• WHAT TO DO
- 1) Please transcribe the profile below from "When Katherine Turner" up to and including "and Seattle University.".
- 2) According to the profile below, how many years did Katherine work as a research scientist and chemist at the New York State Department of Health?

━━ TEXT SHOWN ━━

When Katherine Turner Alben ’69 attended a presentation by the Seven Sisters colleges at her high school in Bellevue, Washington, one presenter made a particularly strong impression. “The alum from Mount Holyoke was down-to-earth, active in the outdoors and most like me,” she recalls. Katherine knew that Mount Holyoke had a strong reputation in the sciences including chemistry, the subject that became her major at the College, followed by Ph.D. training in physical chemistry at Yale University. Coincidentally, Katherine’s mother, Mary Haberzetle Turner, taught mathematics at Mount Holyoke at the beginning of her career. A first-generation college student, Mary attended Saint Xavier University (then a women’s college) and earned a doctorate at the University of Chicago — a rare accomplishment for a woman in the 1930s. Mary went on to teach at Queens College, CUNY and Seattle University.

In 2019, Katherine and her husband, Richard Alben (a physicist), created the Mary B. Haberzetle Turner Charitable Remainder Unitrust to support the Department of Chemistry and honor Mary’s legacy. Their trust provides income and tax benefits to simplify their finances now and a future gift that, in Katherine’s words, fulfills “a responsibility we feel to Mount Holyoke and the other institutions that provided our education.”

In the Department of Chemistry, Katherine was taught by a dedicated team of faculty members, including Anna Harrison, who became the first female president of the American Chemical Society. Katherine’s undergraduate years were also shaped by the lifelong friendships she forged with classmates, the rich learning community among chemistry students and the lasting memories, from the apple pancakes for Sunday breakfast at North Rockefeller to the “ever-changing views of Upper and Lower Lakes from 1837 and MacGregor” and “the long-lost, pleasant sound of my electric typewriter.”

“While working and raising our family, I used every bit of my education, including the distribution requirements,” Katherine says. “To me, a good education is one that sustains you for life and enables you to change when needed.” She blazed new trails as a research scientist and chemist for 40 years at the New York State Department of Health and as a faculty member at the University at Albany School of Public Health. “Environmental chemistry didn’t exist when I was a student. It was all pure science, very little applied, so we were creating a new field.” Her research initially focused on contaminants in drinking water and later transitioned to analyses of beneficial organic compounds synthesized by phytoplankton in natural waters, such as wetlands and the Great Lakes. She’s especially proud to have helped prepare her students for successful careers that apply state-of-the-art methods of analysis to health and environmental science.

Katherine and Richard, who have three children and eight grandchildren, enjoy living in Schenectady, New York, their home for 48 years. In 2024, Katherine received a citation from the American Chemical Society for 50 years of membership. “I always regarded my ACS membership as part of fulfilling my responsibility to the Mount Holyoke chemistry department and Anna Harrison in particular,” she says. In her life, career and philanthropy, Katherine reflects the down-to-earth spirit she noticed decades ago in the Mount Holyoke alum who visited her high school. “Mount Holyoke provided me an education that served me well for my whole life. It’s that simple.” Through the Mary B. Haberzetle Turner Charitable Remainder Unitrust, she and Richard will enable future students in the sciences to access a life-sustaining education that they can draw upon throughout their careers. “The world changes,” Katherine says, which makes a Mount Holyoke education more valuable than ever.

━━━
━━ DATA SECTION ━━

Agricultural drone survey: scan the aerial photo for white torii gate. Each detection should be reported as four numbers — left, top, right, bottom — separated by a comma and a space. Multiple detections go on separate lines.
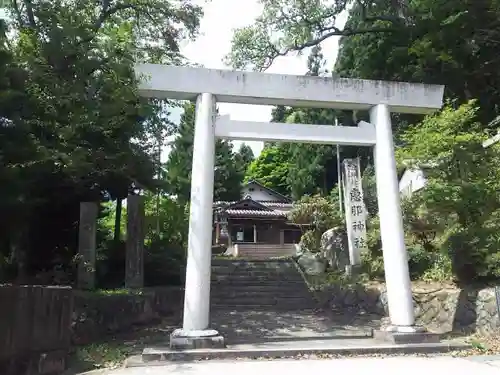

━━━

• OUTPUTS BY TASK
- 1)
When Katherine Turner Alben ’69 attended a presentation by the Seven Sisters colleges at her high school in Bellevue, Washington, one presenter made a particularly strong impression. “The alum from Mount Holyoke was down-to-earth, active in the outdoors and most like me,” she recalls. Katherine knew that Mount Holyoke had a strong reputation in the sciences including chemistry, the subject that became her major at the College, followed by Ph.D. training in physical chemistry at Yale University. Coincidentally, Katherine’s mother, Mary Haberzetle Turner, taught mathematics at Mount Holyoke at the beginning of her career. A first-generation college student, Mary attended Saint Xavier University (then a women’s college) and earned a doctorate at the University of Chicago — a rare accomplishment for a woman in the 1930s. Mary went on to teach at Queens College, CUNY and Seattle University.

- 2) 40 years.